Tijdens de zitting op 21 september 2016 en de voortzetting op 25 november 2016, waarbij partijen niet verschenen, heeft het College de zaak behandeld. Appellante voerde aan dat de minister de subsidieregeling naar de letter juist had toegepast, maar niet naar de geest, en dat de samenwerking en gemaakte kosten niet voldoende waren meegewogen. Het College overwoog dat de minister bevoegd was om de subsidie lager vast te stellen, omdat appellante niet voldeed aan de voorwaarden van de subsidieregeling, met name dat zestig procent van de totale projectkosten uit overige kosten moest bestaan.

Het College concludeerde dat de minister terecht de subsidie had verlaagd en dat de terugvordering van de onverschuldigd betaalde subsidie gerechtvaardigd was. De uitspraak benadrukt het belang van samenwerking en het maken van subsidiabele kosten in het kader van de subsidieregeling. Het beroep van appellante werd ongegrond verklaard, en er werd geen proceskostenveroordeling opgelegd.

Uitspraak

uitspraak

COLLEGE VAN BEROEP VOOR HET BEDRIJFSLEVEN

zaaknummer: 15/893
27304

uitspraak van de enkelvoudige kamer van 29 december 2016 in de zaak tussen

[naam] ( [naam] ) B.V., te [plaats] , appellante
(gemachtigde: H. van Brussel),
en

de minister van Economische Zaken, verweerder

(gemachtigde: mr. P. Kooiman).

Records uit een verzameling:
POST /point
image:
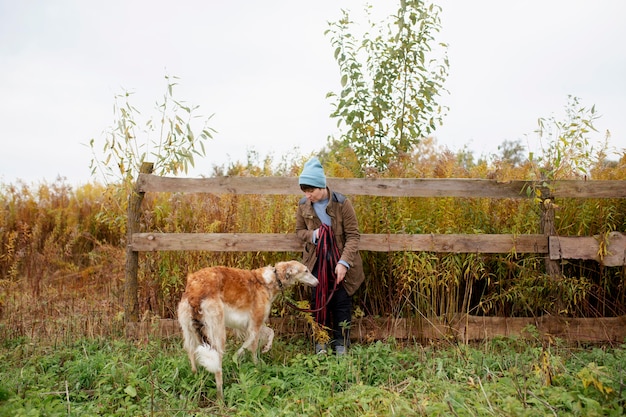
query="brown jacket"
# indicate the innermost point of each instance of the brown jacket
(346, 229)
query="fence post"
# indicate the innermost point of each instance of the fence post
(131, 299)
(547, 228)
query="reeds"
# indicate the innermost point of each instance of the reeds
(62, 249)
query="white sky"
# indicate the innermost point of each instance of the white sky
(264, 68)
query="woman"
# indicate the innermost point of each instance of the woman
(326, 222)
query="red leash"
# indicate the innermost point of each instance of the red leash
(327, 258)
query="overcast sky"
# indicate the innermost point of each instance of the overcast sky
(264, 68)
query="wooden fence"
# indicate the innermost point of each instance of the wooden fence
(552, 246)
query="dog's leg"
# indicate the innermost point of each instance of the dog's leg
(191, 339)
(210, 355)
(266, 334)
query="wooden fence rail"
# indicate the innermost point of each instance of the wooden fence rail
(610, 250)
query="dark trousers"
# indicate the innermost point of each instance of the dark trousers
(338, 315)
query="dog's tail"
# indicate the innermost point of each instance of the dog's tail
(209, 358)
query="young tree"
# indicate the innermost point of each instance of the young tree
(391, 82)
(170, 140)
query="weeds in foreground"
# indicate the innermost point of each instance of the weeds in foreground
(499, 377)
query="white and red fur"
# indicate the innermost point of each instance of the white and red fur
(217, 298)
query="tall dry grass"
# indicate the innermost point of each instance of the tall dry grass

### Te doen
1. Hoe luidt de zin "Het beroep van appellante werd ongegrond verklaard, en er werd geen proceskostenveroordeling opgelegd." uit het documentfragment in het Engels?
2. Schrijf uit het documentfragment alles over vanaf "zaaknummer: 15/893" tot en met "mr. P. Kooiman).".
3. Wie was volgens het documentfragment de gemachtigde van de minister van Economische Zaken?

### De antwoorden
1. The appellant's appeal was declared unfounded, and no order to pay legal costs was imposed.

2.
zaaknummer: 15/893
27304

uitspraak van de enkelvoudige kamer van 29 december 2016 in de zaak tussen

[naam] ( [naam] ) B.V., te [plaats] , appellante
(gemachtigde: H. van Brussel),
en

de minister van Economische Zaken, verweerder

(gemachtigde: mr. P. Kooiman).

3. Mr. P. Kooiman.